# Provided records start

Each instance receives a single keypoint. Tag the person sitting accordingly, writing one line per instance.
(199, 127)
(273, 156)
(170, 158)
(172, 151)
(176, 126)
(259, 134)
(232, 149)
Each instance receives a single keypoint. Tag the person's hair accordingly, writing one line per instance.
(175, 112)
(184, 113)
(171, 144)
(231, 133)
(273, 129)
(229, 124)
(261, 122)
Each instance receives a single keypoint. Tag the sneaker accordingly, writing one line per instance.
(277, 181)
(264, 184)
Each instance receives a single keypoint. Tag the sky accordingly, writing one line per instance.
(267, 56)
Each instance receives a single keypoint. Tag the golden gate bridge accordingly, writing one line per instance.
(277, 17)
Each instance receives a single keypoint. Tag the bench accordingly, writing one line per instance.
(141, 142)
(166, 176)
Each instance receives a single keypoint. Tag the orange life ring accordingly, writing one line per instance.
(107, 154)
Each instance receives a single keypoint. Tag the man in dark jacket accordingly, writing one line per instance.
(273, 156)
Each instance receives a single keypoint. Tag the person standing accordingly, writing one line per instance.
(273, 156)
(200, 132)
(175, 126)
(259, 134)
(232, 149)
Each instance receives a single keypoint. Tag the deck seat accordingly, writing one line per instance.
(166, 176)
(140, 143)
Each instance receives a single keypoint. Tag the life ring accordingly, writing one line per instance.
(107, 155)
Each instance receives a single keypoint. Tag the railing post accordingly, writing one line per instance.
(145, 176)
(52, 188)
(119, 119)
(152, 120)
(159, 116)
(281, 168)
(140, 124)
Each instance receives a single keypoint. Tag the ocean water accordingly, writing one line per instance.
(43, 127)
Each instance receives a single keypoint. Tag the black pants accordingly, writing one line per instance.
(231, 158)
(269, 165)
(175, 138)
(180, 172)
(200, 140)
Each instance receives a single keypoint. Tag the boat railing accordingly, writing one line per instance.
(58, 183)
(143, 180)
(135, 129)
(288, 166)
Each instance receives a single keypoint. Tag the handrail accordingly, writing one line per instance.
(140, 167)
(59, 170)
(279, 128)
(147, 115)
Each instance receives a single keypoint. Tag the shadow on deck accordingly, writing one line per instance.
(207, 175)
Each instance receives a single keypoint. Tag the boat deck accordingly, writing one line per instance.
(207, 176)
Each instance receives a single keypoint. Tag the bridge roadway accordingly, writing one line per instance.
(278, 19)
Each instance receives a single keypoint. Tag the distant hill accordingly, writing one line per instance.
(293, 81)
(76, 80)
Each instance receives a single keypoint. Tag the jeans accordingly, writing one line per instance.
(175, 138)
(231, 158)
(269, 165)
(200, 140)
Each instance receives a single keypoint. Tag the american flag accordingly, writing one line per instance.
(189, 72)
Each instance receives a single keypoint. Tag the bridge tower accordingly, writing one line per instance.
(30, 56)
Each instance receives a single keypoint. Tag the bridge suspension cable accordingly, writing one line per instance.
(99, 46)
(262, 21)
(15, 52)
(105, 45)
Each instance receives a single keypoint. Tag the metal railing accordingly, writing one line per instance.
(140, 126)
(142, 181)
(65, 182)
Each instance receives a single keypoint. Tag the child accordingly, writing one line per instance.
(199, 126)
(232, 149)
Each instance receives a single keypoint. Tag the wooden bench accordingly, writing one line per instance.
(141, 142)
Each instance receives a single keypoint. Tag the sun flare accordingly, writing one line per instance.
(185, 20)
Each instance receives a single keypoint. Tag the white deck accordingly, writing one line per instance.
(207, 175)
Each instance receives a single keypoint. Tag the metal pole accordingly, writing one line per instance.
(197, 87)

# Provided records end

▶ [Problem details] Each entry above is to be set down again in exactly the same words.

▶ [Solved exercise]
Each instance receives a single keypoint. Tag the person sitting accordingly, writing one line per instance.
(199, 127)
(273, 156)
(170, 158)
(172, 151)
(176, 126)
(259, 134)
(232, 149)
Each instance receives a single keypoint. Tag the person's hair accordingly, writing one line per instance.
(175, 112)
(184, 113)
(171, 144)
(231, 133)
(273, 129)
(229, 124)
(261, 122)
Each instance receives a single keypoint. Tag the sneaker accordingly, writing one line per instance.
(277, 181)
(264, 184)
Each instance receives a single keypoint. Tag the sky accordingly, writing one line per instance.
(267, 56)
Each instance receives a single keypoint. Tag the golden gate bridge accordingly, writing one line per instance.
(277, 17)
Each instance receives a single keypoint. Tag the bench accordingly, writing one line per instance.
(141, 142)
(166, 176)
Each instance receives a single keypoint. Tag the orange life ring accordingly, writing one line per instance.
(107, 154)
Each instance receives a single keypoint. Tag the man in dark jacket accordingly, writing one line per instance.
(273, 156)
Each instance receives a single keypoint. Tag the person standing accordingly, writing one line per instance.
(273, 156)
(200, 132)
(175, 126)
(259, 134)
(232, 149)
Each instance receives a single keypoint. Tag the deck seat accordingly, writing one line per instance.
(166, 176)
(140, 143)
Each instance receives a single keypoint. Tag the life ring accordingly, writing one line per instance.
(107, 155)
Each instance receives a single keypoint. Tag the railing post accordingly, writing one line per instance.
(145, 176)
(52, 188)
(119, 119)
(152, 120)
(159, 116)
(281, 168)
(140, 124)
Each instance receives a single keypoint. Tag the ocean water accordingly, writing one line per instance.
(43, 127)
Each instance receives a single keypoint. Tag the black pants accordingly, writing one line per instance.
(231, 158)
(269, 165)
(175, 138)
(180, 172)
(200, 140)
Each instance receives a single keypoint. Tag the boat railing accordingly, writing one line per instance.
(58, 183)
(143, 180)
(135, 129)
(288, 166)
Each instance receives a single keypoint. Tag the handrail accordingly, writing one line per instance.
(140, 167)
(59, 170)
(279, 128)
(147, 115)
Each instance receives a single keypoint. Tag the shadow on deck accordingly, writing one line per instance.
(207, 175)
Each instance receives a single keypoint. Tag the boat deck accordingly, writing one line per instance.
(207, 176)
Each instance receives a single keypoint. Tag the bridge roadway accordingly, writing one line per instance.
(278, 19)
Each instance receives a single keypoint. Tag the distant hill accordingly, writing one line per instance.
(293, 81)
(76, 80)
Each instance receives a single keypoint. Tag the jeans accordingly, writing one line per instance.
(175, 138)
(231, 158)
(269, 165)
(200, 140)
Each instance receives a single keypoint. Tag the american flag accordingly, writing one line per instance.
(189, 72)
Each instance receives a single keypoint. Tag the bridge tower accordingly, writing one line per instance.
(30, 56)
Each instance receives a single keypoint. Tag the bridge suspension cable accordingly, writing one line per instance.
(99, 46)
(262, 21)
(15, 52)
(105, 45)
Each instance receives a single keypoint. Tag the metal railing accordingly, writing one line per instance.
(140, 126)
(142, 181)
(65, 182)
Each instance receives a single keypoint. Tag the child accordingly, writing one line per instance.
(199, 126)
(232, 149)
Each instance receives a single keypoint. Tag the wooden bench accordingly, writing one line per instance.
(141, 142)
Each instance receives a single keypoint. Tag the sun flare accordingly, writing one line per instance.
(185, 20)
Each instance receives a single keypoint. Tag the white deck accordingly, writing one line per instance.
(207, 175)
Each instance receives a single keypoint. Tag the metal pole accordingly, writing one line per instance.
(197, 87)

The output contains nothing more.